Materials provided ▸
------------------------------------------------------------------------
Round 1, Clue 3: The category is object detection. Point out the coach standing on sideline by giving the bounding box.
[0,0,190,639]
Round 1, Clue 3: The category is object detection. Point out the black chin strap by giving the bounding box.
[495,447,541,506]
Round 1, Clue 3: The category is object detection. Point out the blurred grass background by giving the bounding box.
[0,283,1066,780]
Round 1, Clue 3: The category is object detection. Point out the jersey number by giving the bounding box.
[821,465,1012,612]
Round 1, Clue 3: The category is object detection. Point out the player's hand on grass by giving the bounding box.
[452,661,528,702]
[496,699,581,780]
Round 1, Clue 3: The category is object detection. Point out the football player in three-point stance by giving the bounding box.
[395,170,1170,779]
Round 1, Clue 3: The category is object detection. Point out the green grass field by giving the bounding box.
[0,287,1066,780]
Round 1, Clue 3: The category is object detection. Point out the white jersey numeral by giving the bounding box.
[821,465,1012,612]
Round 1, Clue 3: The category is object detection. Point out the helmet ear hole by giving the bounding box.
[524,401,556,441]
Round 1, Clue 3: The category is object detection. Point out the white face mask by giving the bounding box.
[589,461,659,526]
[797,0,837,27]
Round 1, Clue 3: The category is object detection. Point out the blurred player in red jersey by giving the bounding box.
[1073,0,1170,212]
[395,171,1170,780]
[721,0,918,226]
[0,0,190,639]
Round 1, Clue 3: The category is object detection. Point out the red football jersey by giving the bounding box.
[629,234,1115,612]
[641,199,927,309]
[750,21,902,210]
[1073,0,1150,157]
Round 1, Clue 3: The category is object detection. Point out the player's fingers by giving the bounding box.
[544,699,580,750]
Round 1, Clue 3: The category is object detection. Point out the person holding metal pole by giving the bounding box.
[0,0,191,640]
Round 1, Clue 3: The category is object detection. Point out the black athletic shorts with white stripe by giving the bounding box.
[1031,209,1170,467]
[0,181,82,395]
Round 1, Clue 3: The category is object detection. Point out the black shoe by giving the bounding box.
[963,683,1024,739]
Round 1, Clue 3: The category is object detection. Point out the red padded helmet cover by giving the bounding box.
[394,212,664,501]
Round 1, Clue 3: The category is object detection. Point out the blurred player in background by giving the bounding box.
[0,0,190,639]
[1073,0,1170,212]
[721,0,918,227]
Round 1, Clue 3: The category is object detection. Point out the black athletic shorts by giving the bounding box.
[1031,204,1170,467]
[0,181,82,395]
------------------------------------------------------------------------
Please repeat the records from the line with "grass background by giving the bounding box." to the line with "[496,699,581,780]", switching "grass" to "turf" and leaving everything else unchanged.

Solution to this problem ▸
Round 1, Clue 3: The category is object detection. Point out the blurred turf background by giving the bounding box.
[0,283,1066,780]
Round 1, Clue 3: The category is object detection. Point out the jersey number by giving the bounding box.
[821,465,1012,612]
Round 1, Clue 3: The category is object detection. Point out the player's hand on turf by giving the bounding box.
[452,661,528,702]
[496,699,581,780]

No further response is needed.